*** Opening of The data ***

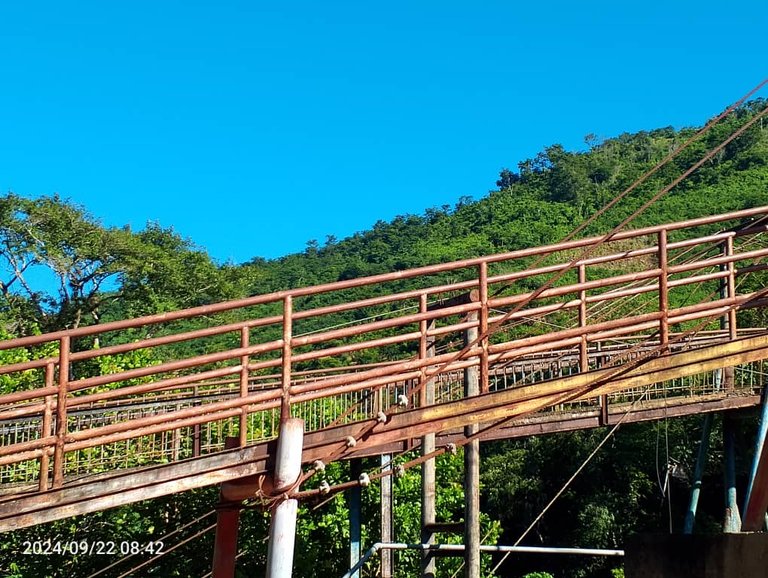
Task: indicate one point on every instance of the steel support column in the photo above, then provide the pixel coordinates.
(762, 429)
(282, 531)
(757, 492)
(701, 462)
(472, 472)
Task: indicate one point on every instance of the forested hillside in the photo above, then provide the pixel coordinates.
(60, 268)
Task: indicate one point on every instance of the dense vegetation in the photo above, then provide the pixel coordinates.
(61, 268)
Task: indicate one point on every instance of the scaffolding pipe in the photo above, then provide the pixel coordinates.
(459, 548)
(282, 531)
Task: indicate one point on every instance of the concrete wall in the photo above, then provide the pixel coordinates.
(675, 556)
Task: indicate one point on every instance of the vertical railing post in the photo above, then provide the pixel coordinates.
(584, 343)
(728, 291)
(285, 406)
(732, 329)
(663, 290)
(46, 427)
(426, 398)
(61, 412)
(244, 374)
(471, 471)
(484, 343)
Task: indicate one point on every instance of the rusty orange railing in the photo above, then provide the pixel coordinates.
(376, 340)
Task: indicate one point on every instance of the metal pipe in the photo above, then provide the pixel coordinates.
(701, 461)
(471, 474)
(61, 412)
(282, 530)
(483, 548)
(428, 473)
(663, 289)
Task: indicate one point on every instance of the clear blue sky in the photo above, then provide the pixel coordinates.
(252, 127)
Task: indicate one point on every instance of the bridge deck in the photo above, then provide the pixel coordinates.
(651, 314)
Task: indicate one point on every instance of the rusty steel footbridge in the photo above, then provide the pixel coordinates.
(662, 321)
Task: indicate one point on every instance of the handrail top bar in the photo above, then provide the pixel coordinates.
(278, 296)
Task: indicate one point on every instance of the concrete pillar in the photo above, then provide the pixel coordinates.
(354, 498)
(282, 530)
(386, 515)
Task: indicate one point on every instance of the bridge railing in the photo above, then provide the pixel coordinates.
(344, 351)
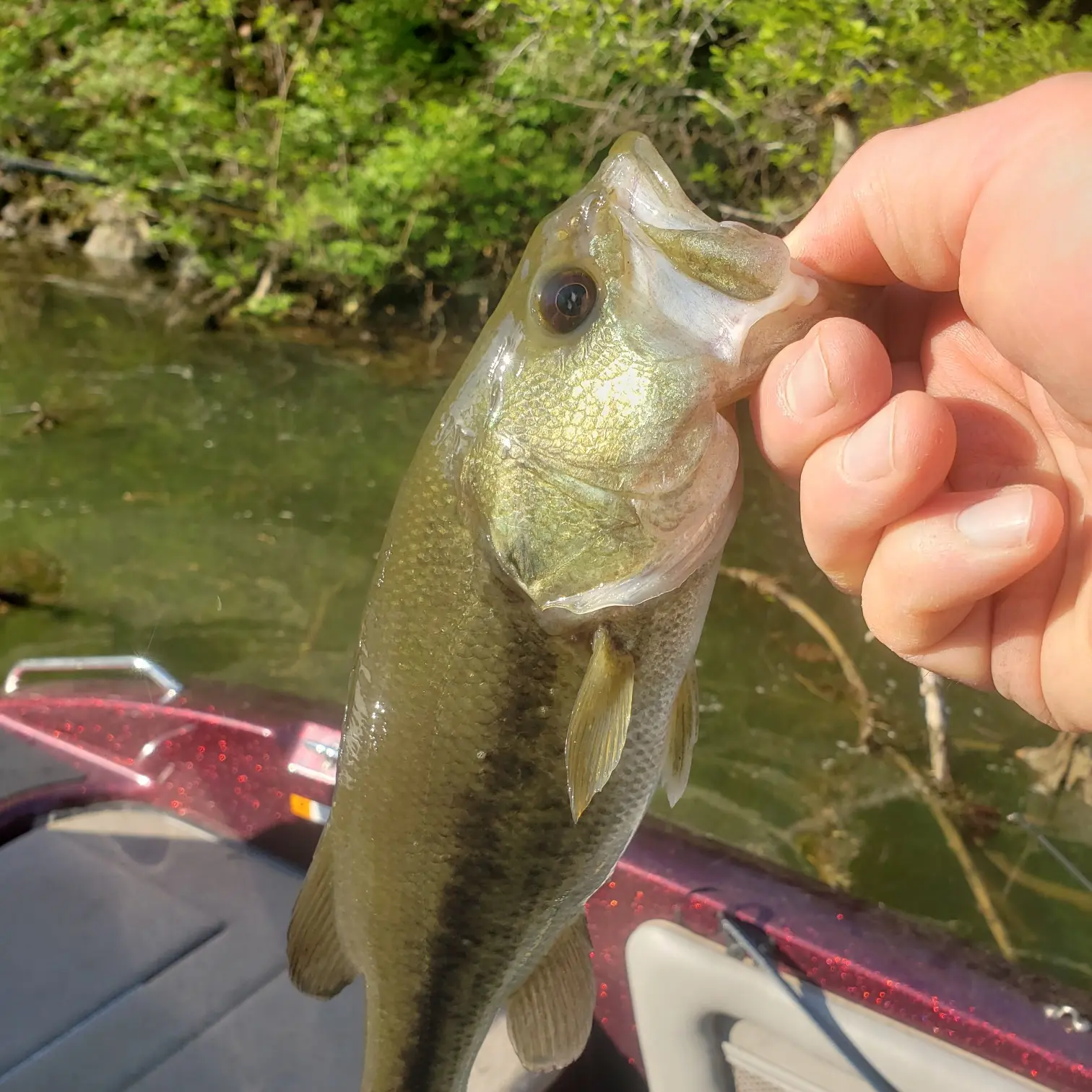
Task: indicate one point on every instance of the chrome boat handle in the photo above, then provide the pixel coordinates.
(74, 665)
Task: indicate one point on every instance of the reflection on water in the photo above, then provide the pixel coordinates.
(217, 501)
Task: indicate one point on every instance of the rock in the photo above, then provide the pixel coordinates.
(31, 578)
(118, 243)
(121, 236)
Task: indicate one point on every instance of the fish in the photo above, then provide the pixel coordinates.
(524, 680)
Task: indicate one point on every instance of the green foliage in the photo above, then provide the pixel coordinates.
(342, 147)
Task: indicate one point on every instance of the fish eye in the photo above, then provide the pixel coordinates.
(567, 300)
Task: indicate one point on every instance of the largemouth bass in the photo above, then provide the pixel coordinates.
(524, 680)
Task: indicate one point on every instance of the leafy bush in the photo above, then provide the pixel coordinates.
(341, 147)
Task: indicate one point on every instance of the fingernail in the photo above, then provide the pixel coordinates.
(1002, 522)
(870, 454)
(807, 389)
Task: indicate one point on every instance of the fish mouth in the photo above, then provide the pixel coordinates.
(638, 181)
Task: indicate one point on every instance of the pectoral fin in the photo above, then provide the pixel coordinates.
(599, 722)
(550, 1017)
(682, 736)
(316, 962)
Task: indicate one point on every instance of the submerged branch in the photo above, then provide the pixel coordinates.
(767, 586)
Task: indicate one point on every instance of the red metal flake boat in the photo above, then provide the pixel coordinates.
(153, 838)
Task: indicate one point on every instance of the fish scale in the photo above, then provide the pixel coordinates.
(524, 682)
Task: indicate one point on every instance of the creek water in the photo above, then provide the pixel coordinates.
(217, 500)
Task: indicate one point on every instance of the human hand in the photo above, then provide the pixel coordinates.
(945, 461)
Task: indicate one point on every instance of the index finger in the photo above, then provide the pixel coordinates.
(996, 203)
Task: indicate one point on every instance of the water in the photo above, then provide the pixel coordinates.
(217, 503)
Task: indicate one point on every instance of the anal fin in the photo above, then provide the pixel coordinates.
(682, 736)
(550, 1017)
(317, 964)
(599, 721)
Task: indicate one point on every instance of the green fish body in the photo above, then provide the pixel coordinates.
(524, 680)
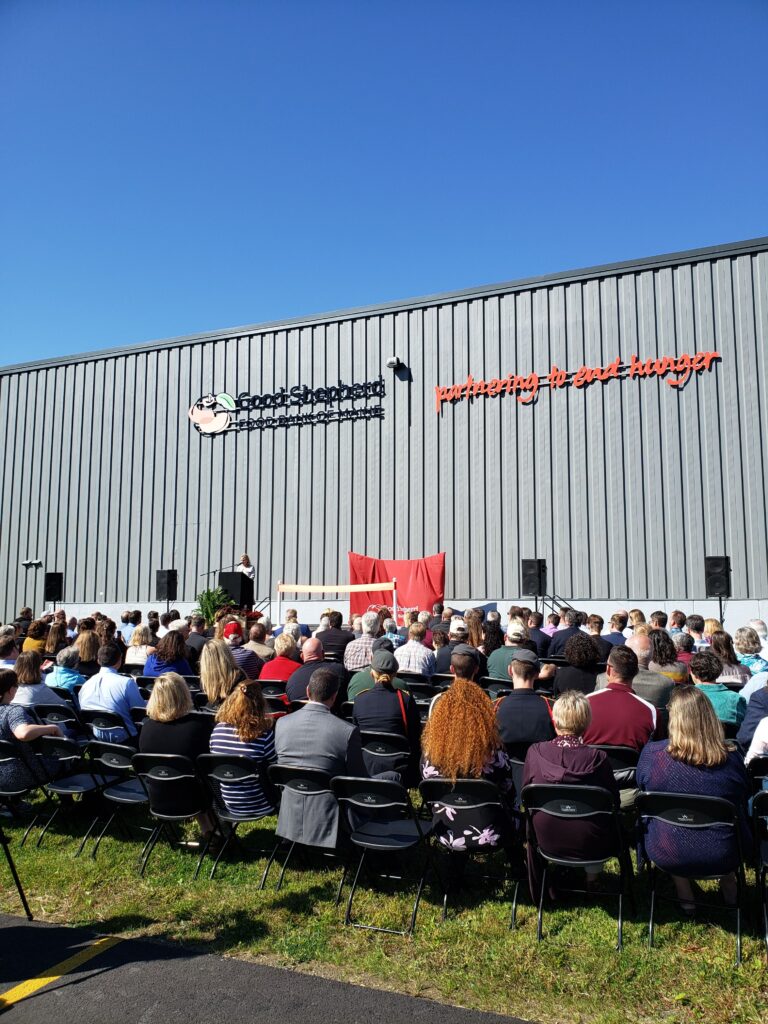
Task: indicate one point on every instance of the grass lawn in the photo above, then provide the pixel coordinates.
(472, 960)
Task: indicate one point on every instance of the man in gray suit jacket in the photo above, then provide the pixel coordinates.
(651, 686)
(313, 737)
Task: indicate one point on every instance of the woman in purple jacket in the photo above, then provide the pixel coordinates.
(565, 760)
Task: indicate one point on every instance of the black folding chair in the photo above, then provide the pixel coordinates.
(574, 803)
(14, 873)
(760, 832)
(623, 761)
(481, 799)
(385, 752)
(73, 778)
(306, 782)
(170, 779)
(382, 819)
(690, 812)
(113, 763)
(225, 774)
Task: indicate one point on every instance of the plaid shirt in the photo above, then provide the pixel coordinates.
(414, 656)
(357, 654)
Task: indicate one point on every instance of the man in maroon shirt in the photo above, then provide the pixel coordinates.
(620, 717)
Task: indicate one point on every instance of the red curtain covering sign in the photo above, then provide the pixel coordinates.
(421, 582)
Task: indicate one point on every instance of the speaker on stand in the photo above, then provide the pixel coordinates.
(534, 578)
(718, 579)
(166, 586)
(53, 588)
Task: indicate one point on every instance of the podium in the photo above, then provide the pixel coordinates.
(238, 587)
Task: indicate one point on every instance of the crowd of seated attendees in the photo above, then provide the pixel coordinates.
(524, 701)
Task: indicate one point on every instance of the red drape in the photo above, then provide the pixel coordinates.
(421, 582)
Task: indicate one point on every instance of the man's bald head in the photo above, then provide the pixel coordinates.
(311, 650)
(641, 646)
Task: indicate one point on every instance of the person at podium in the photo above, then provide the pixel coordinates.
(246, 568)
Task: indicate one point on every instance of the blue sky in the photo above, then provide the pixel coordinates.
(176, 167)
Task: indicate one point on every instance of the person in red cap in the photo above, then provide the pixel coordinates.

*** Close of The data ***

Assigned task:
Take the line with "Task: indicate one point on every instance of the crowd" and every line after it in the data, and please reproduce them exactly, leaving out all other lines.

Response:
Task: indicate one point on every instance of the crowd of seated attendees in the photo above, then provide the pixel coordinates.
(524, 701)
Task: indicate one point on every instance of the red drape in the photo above, then provide the pixel coordinates.
(421, 582)
Task: indicate one point on every instance of the man's bald head in the photo above, then provide the pixel coordinates.
(311, 650)
(641, 646)
Task: indicate one point on every instance of the person at podium in the photo above, then provide the pixel coordinates.
(246, 568)
Task: indicate one point on every instance of the blue sky in the photo above, then provide the pixel coordinates.
(176, 167)
Task: indicate one point on every instance of the person in red cap in the photo above, then provide the pixel coordinates.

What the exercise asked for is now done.